--- Supplied passage Enclosed Below ---

I think a very common problem in alignment research today is that people focus almost exclusively on a specific story about strategic deception/scheming, and that story is a very narrow slice of the AI extinction probability mass. At some point I should probably write a proper post on this, but for now here are few off-the-cuff example AI extinction stories which don’t look like the prototypical scheming story. (These are copied from a Facebook thread.)
Perhaps the path to superintelligence looks like applying lots of search/optimization over shallow heuristics. Then we potentially die to things which aren’t smart enough to be intentionally deceptive, but nonetheless have been selected-upon to have a lot of deceptive behaviors (via e.g. lots of RL on human feedback).
The “Getting What We Measure” scenario from Paul’s old “What Failure Looks Like” post.
The “fusion power generator scenario”.
Perhaps someone trains a STEM-AGI, which can’t think about humans much at all. In the course of its work, that AGI reasons that an oxygen-rich atmosphere is very inconvenient for manufacturing, and aims to get rid of it. It doesn’t think about humans at all, but the human operators can’t understand most of the AI’s plans anyway, so the plan goes through. As an added bonus, nobody can figure out why the atmosphere is losing oxygen until it’s far too late, because the world is complicated and becomes more so with a bunch of AIs running around and no one AI has a big-picture understanding of anything either (much like today’s humans have no big-picture understanding of the whole human economy/society).
People try to do the whole “outsource alignment research to early AGI” thing, but the human overseers are themselves sufficiently incompetent at alignment of superintelligences that the early AGI produces a plan which looks great to the overseers (as it was trained to do), and that plan totally fails to align more-powerful next-gen AGI at all. And at that point, they’re already on the more-powerful next gen, so it’s too late.
The classic overnight hard takeoff: a system becomes capable of self-improving at all but doesn’t seem very alarmingly good at it, somebody leaves it running overnight, exponentials kick in, and there is no morning.
(At least some) AGIs act much like a colonizing civilization. Plenty of humans ally with it, trade with it, try to get it to fight their outgroup, etc, and the AGIs locally respect the agreements with the humans and cooperate with their allies, but the end result is humanity gradually losing all control and eventually dying out.
Perhaps early AGI involves lots of moderately-intelligent subagents. The AI as a whole mostly seems pretty aligned most of the time, but at some point a particular subagent starts self-improving, goes supercritical, and takes over the rest of the system overnight. (Think cancer, but more agentic.)
Perhaps the path to superintelligence looks like scaling up o1-style runtime reasoning to the point where we’re using an LLM to simulate a whole society. But the effects of a whole society (or parts of a society) on the world are relatively decoupled from the things-individual-people-say-taken-at-face-value. For instance, lots of people talk a lot about reducing poverty, yet have basically-no effect on poverty. So developers attempt to rely on chain-of-thought transparency, and shoot themselves in the foot.
Also (separate comment because I expect this one to be more divisive): I think the scheming story has been disproportionately memetically successful largely because it’s relatively easy to imagine hacky ways of preventing an AI from intentionally scheming. And that’s mostly a bad thing; it’s a form of streetlighting.
My initial reaction is that at least some of these points would be covered by the Guaranteed Safe AI agenda if that works out, right? Though the “AGIs act much like a colonizing civilization” situation does scare me because it’s the kind of thing which locally looks harmless but collectively is highly dangerous. It would require no misalignment on the part of any individual AI.

--- End of Enclosed Supplied passage ---
--- Given data Enclosed Below ---

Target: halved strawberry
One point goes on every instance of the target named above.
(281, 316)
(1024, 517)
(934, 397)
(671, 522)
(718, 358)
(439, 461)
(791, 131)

--- End of Enclosed Given data ---

**Work instruction**:
Answer these about the thread on AI extinction stories:
(a) Where were the example stories copied from?
(b) In the STEM-AGI story, why does the AGI aim to get rid of the oxygen-rich atmosphere?
(c) What does the story about subagents say to think of?
Rely only on the thread above, not on outside knowledge.

**Your response**:
(a) A Facebook thread.
(b) It reasons that an oxygen-rich atmosphere is very inconvenient for manufacturing.
(c) Cancer, but more agentic.